■ What the exercise asks ■
Rewrite these rows as a JSON list of strings, one string per line, with blank lines dropped and the pictures left out.

[Source rows]
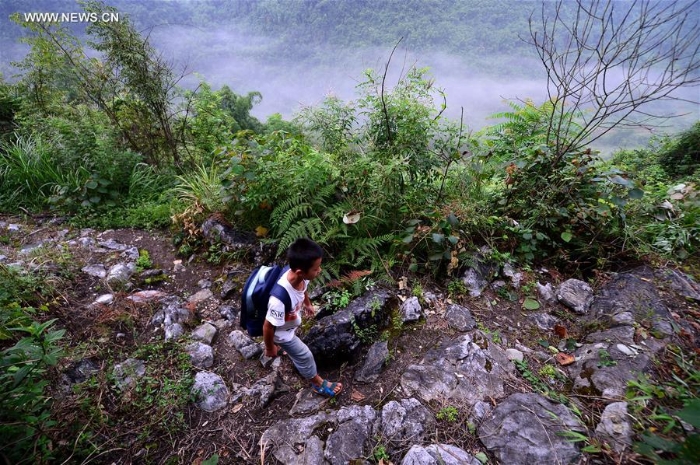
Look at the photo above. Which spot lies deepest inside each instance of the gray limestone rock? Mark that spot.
(575, 294)
(81, 371)
(514, 354)
(97, 270)
(544, 321)
(200, 296)
(229, 312)
(111, 244)
(293, 442)
(104, 299)
(515, 276)
(210, 391)
(603, 369)
(204, 333)
(525, 429)
(307, 402)
(239, 339)
(334, 338)
(217, 231)
(680, 282)
(474, 282)
(266, 389)
(460, 318)
(411, 310)
(406, 422)
(130, 253)
(374, 363)
(174, 331)
(119, 274)
(546, 292)
(438, 454)
(352, 439)
(614, 427)
(468, 369)
(247, 347)
(252, 351)
(634, 292)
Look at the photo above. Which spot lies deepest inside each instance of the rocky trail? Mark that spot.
(432, 374)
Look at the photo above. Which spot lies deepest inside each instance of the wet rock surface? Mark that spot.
(401, 360)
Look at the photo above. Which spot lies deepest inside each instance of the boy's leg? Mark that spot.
(304, 361)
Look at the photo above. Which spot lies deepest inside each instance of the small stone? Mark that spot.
(204, 333)
(623, 319)
(98, 270)
(105, 299)
(411, 310)
(514, 355)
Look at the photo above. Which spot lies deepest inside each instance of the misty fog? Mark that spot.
(287, 86)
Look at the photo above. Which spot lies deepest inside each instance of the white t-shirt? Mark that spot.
(285, 326)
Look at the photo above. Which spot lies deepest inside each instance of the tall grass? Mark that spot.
(29, 175)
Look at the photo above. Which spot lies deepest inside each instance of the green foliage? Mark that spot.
(456, 288)
(380, 454)
(551, 387)
(25, 415)
(681, 157)
(366, 335)
(556, 201)
(659, 406)
(152, 407)
(144, 261)
(338, 299)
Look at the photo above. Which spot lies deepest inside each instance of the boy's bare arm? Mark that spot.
(308, 306)
(269, 339)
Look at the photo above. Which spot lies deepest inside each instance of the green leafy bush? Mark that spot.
(681, 156)
(556, 202)
(25, 415)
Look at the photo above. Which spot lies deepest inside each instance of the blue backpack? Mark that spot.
(261, 284)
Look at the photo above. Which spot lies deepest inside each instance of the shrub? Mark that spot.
(681, 157)
(25, 415)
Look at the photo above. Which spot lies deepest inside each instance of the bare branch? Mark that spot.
(606, 60)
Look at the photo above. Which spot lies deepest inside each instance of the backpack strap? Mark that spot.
(281, 293)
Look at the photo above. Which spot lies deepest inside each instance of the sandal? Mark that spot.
(326, 389)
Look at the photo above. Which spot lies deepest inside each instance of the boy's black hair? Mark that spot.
(302, 254)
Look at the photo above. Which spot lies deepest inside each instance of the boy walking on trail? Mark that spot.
(304, 257)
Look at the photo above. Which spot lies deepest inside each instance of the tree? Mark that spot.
(130, 83)
(607, 60)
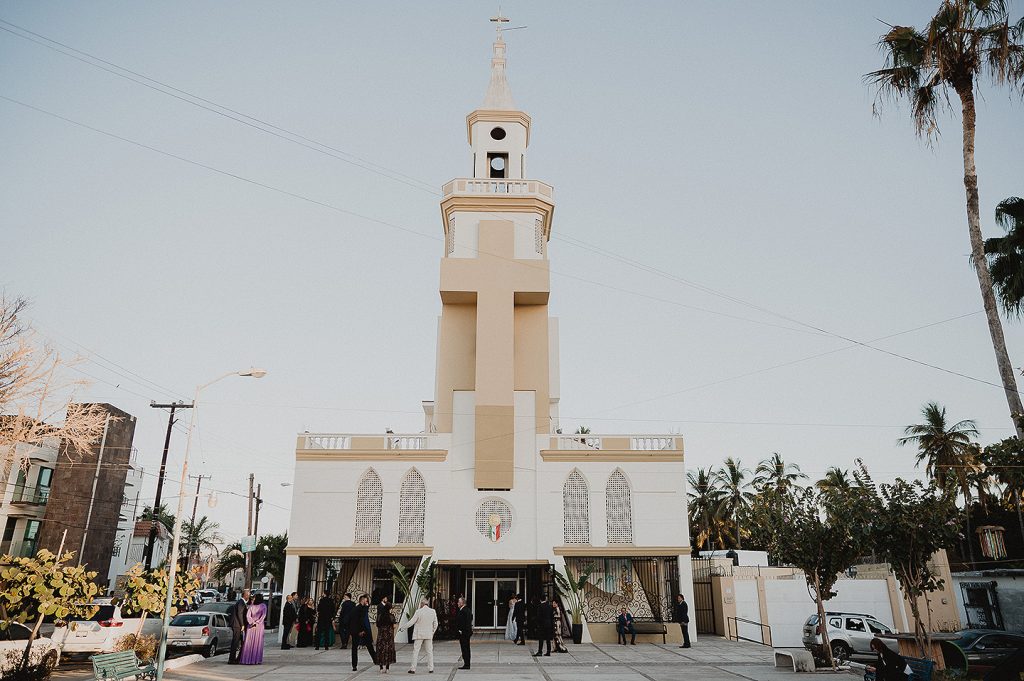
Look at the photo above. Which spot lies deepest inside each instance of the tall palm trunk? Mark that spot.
(966, 92)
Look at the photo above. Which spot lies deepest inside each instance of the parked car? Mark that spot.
(208, 633)
(12, 641)
(100, 632)
(985, 648)
(849, 634)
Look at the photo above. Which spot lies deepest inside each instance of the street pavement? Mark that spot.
(711, 658)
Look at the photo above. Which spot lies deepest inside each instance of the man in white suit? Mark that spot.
(424, 624)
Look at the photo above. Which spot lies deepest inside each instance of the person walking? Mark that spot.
(559, 622)
(306, 618)
(361, 634)
(345, 619)
(681, 613)
(288, 622)
(624, 625)
(252, 649)
(424, 624)
(385, 636)
(239, 624)
(519, 612)
(325, 620)
(545, 626)
(464, 623)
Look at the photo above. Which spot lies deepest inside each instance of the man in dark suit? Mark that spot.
(361, 634)
(288, 622)
(519, 614)
(545, 626)
(464, 623)
(345, 619)
(239, 626)
(681, 613)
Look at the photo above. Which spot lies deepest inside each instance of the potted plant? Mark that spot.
(570, 587)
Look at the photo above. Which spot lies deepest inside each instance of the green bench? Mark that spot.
(124, 665)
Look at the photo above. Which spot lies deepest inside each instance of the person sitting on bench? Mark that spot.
(624, 624)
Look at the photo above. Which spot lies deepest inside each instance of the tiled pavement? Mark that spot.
(710, 660)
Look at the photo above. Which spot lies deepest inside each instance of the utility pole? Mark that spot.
(160, 479)
(249, 533)
(192, 525)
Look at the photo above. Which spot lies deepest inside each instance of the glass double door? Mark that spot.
(491, 599)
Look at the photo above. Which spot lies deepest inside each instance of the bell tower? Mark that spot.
(497, 348)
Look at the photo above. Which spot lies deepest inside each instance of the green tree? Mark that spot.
(706, 507)
(1006, 256)
(774, 473)
(908, 523)
(963, 42)
(732, 480)
(822, 535)
(948, 453)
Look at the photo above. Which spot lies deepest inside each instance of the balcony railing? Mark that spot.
(499, 186)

■ Result below ■
[
  "Look at the photo above. Which spot lies deepest inside each instance of the gray limestone rock? Mark that spot.",
  "(575, 294)",
  "(81, 371)",
  "(514, 354)",
  "(97, 270)",
  "(544, 321)",
  "(200, 296)",
  "(229, 312)",
  "(111, 244)",
  "(293, 442)",
  "(104, 299)",
  "(515, 276)",
  "(210, 391)",
  "(603, 369)",
  "(204, 333)",
  "(525, 429)",
  "(307, 402)",
  "(239, 339)",
  "(334, 338)",
  "(217, 231)",
  "(680, 282)",
  "(474, 282)",
  "(266, 389)",
  "(460, 318)",
  "(411, 310)",
  "(406, 422)",
  "(130, 253)",
  "(374, 363)",
  "(174, 331)",
  "(119, 274)",
  "(546, 292)",
  "(438, 454)",
  "(352, 439)",
  "(614, 427)",
  "(468, 369)",
  "(247, 347)",
  "(252, 351)",
  "(634, 292)",
  "Look at the photo above. Which spot lies deepest inside each instance of the rocky trail? Mark that spot.",
  "(432, 374)",
  "Look at the photo above. Which spot lies deepest inside each instance of the wet rock surface? Mark that spot.",
  "(401, 360)",
  "Look at the photo above. Which spot lies deepest inside each instance of the boy's leg? Mark that spot.",
  "(304, 361)",
  "Look at the photo above. Which spot lies deepest inside each instance of the small stone? Mark that spot.",
  "(204, 333)",
  "(623, 319)",
  "(98, 270)",
  "(105, 299)",
  "(411, 310)",
  "(514, 355)",
  "Look at the photo above. Which spot lies deepest inside each instance of the misty fog? Mark that spot.",
  "(287, 86)",
  "Look at the photo above. Which spot lies deepest inside each instance of the white t-shirt? Mark that spot.",
  "(285, 326)",
  "Look at the photo above. Which spot lies deepest inside each instance of the tall grass? Mark that spot.",
  "(29, 175)",
  "Look at the photo above. Which spot lies deepest inside each instance of the green foliage? Mark that spot.",
  "(456, 288)",
  "(380, 454)",
  "(551, 387)",
  "(25, 415)",
  "(681, 157)",
  "(366, 335)",
  "(556, 201)",
  "(659, 406)",
  "(152, 407)",
  "(144, 261)",
  "(338, 299)",
  "Look at the photo above. Which spot lies deepest inside each instance of the boy's bare arm? Mark that spot.",
  "(308, 306)",
  "(269, 339)",
  "Look at the photo above. Which spot lies deepest inside each instance of the green leafy bush? Mark that spot.",
  "(681, 156)",
  "(556, 202)",
  "(25, 415)",
  "Look at the photo above. Which spot lies deepest inside each instance of the blue backpack? Mark that spot.",
  "(261, 284)",
  "Look at the photo above. Which spot lies deepest inside each instance of the shrub? Mark that spot.",
  "(681, 157)",
  "(25, 415)",
  "Look at the photo above. Which spot lies deepest inside each instance of the bare branch? Mark that spot.",
  "(606, 60)",
  "Look at the photo above. Which spot lies deepest inside each instance of the backpack strap? Mark that spot.",
  "(281, 293)",
  "Look at the photo above. Which spot lies deepest inside each instance of the sandal? Mark that spot.",
  "(326, 389)",
  "Look at the photo above. Which spot lies deepest inside each instance of the boy's black hair? Mark that spot.",
  "(302, 254)",
  "Look at the photo above. Which spot lies deepest inside each instance of the boy walking on trail? Mark that spot.",
  "(304, 257)",
  "Look at the photo above. Which spot lies deepest inside each instance of the tree? Mark that spot.",
  "(130, 83)",
  "(607, 60)",
  "Look at the photo above. Which spot lies deepest inside each instance of the tall palm trunk? Mark that spot.",
  "(966, 92)",
  "Look at the photo above. Which spot lies deepest inside each instance of the parked car? Mark that spot.",
  "(208, 633)",
  "(12, 641)",
  "(100, 632)",
  "(985, 648)",
  "(849, 634)",
  "Look at the photo above. Which spot lies deepest inside each instance of the street pavement? Mark that spot.",
  "(711, 658)",
  "Look at the photo above. Which spot lies deepest inside each instance of the man in white suit? Mark that spot.",
  "(424, 624)",
  "Look at the photo above. Which spot lies deepest inside each instance of the person walking? Mark that spot.",
  "(559, 622)",
  "(306, 618)",
  "(361, 634)",
  "(345, 619)",
  "(681, 613)",
  "(288, 622)",
  "(624, 625)",
  "(252, 649)",
  "(424, 624)",
  "(385, 636)",
  "(239, 624)",
  "(519, 612)",
  "(325, 620)",
  "(545, 626)",
  "(464, 623)",
  "Look at the photo above. Which spot lies deepest inside each instance of the man in dark suit? Mark that spot.",
  "(361, 634)",
  "(288, 622)",
  "(519, 614)",
  "(545, 626)",
  "(464, 623)",
  "(345, 619)",
  "(239, 626)",
  "(681, 613)",
  "Look at the photo above. Which spot lies deepest inside each instance of the potted plant? Mark that spot.",
  "(570, 587)",
  "Look at the photo above. Which spot lies deepest inside each instance of the green bench? Mark that spot.",
  "(124, 665)",
  "Look at the photo above. Which spot lies deepest inside each instance of the person sitting on bench? Mark that spot.",
  "(624, 624)",
  "Look at the photo above. Which spot lies deepest inside each instance of the tiled pavement? Mark that spot.",
  "(710, 660)",
  "Look at the photo above. Which spot lies deepest inside each instance of the utility pole? Mark that spot.",
  "(160, 479)",
  "(249, 533)",
  "(192, 525)",
  "Look at the photo above. Which spot lies deepest inside each instance of the glass double door? Mark that spot.",
  "(491, 599)",
  "Look at the photo above. Which spot lies deepest inside each instance of the bell tower? Mark that spot.",
  "(497, 348)",
  "Look at the photo above. Which spot lies deepest inside each instance of the green tree? Mark that spot.",
  "(706, 507)",
  "(1006, 256)",
  "(774, 473)",
  "(908, 523)",
  "(963, 42)",
  "(732, 480)",
  "(822, 535)",
  "(948, 453)",
  "Look at the photo above. Which spot lies deepest inside each instance of the balcony railing? Mark that spot.",
  "(499, 186)"
]